What is needed> Pick out each line in the entries below that contains the string "metal" and copy that line in full. Matching is case-sensitive.

[start Material provided]

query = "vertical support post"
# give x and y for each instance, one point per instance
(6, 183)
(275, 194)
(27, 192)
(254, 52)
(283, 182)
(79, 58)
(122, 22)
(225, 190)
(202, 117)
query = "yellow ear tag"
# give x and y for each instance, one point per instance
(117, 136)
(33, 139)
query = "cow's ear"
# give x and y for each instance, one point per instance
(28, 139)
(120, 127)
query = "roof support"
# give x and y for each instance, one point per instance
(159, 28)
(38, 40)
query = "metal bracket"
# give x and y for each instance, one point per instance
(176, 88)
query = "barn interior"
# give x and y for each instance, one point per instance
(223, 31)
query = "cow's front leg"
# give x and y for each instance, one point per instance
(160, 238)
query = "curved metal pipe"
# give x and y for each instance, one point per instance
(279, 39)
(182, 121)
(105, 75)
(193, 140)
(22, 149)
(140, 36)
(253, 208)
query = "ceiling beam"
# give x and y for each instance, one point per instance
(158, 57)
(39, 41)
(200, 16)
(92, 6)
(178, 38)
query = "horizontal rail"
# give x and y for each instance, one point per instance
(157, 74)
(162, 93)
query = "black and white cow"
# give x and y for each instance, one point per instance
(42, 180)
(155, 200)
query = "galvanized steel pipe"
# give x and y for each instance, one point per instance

[end Material provided]

Full output>
query = "metal bracket"
query = "curved metal pipe"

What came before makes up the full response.